> _EXERCISE_:
Please reproduce the court memorandum below word for word, in full.

> _ARTICLE_:
--*--
J-A07038-20
NON-PRECEDENTIAL DECISION - SEE SUPERIOR COURT I.O.P. 65.37
KAREN BROWN : IN THE SUPERIOR COURT OF
: PENNSYLVANIA
Appellant :
:
:
v. :
:
:
RITE AID CORPORATION : No. 1340 MDA 2019
Appeal from the Order Entered July 11, 2019
In the Court of Common Pleas of Lackawanna County Civil Division at
No(s): 2017-3965
BEFORE: OLSON, J., DUBOW, J., and McLAUGHLIN, J.
MEMORANDUM BY McLAUGHLIN, J.: FILED JULY 01, 2020
Karen Brown (“Brown”) appeals from the order entered in this breach of
contract action granting the summary judgment motion filed by Rite Aid
Corporation (“Rite Aid”). We conclude that Brown commenced this action after
the statute of limitations expired and therefore affirm the order.
--*--
> _DATA LINES_:
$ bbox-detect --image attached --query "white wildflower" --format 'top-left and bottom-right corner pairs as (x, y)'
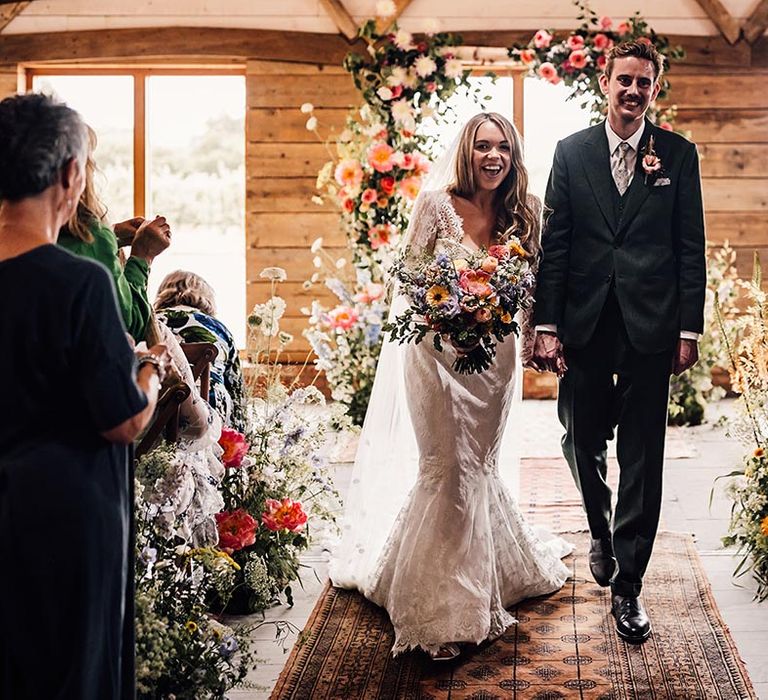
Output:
--*--
> _THE SOLUTION_:
J-A07038-20
NON-PRECEDENTIAL DECISION - SEE SUPERIOR COURT I.O.P. 65.37
KAREN BROWN : IN THE SUPERIOR COURT OF
: PENNSYLVANIA
Appellant :
:
:
v. :
:
:
RITE AID CORPORATION : No. 1340 MDA 2019
Appeal from the Order Entered July 11, 2019
In the Court of Common Pleas of Lackawanna County Civil Division at
No(s): 2017-3965
BEFORE: OLSON, J., DUBOW, J., and McLAUGHLIN, J.
MEMORANDUM BY McLAUGHLIN, J.: FILED JULY 01, 2020
Karen Brown (“Brown”) appeals from the order entered in this breach of
contract action granting the summary judgment motion filed by Rite Aid
Corporation (“Rite Aid”). We conclude that Brown commenced this action after
the statute of limitations expired and therefore affirm the order.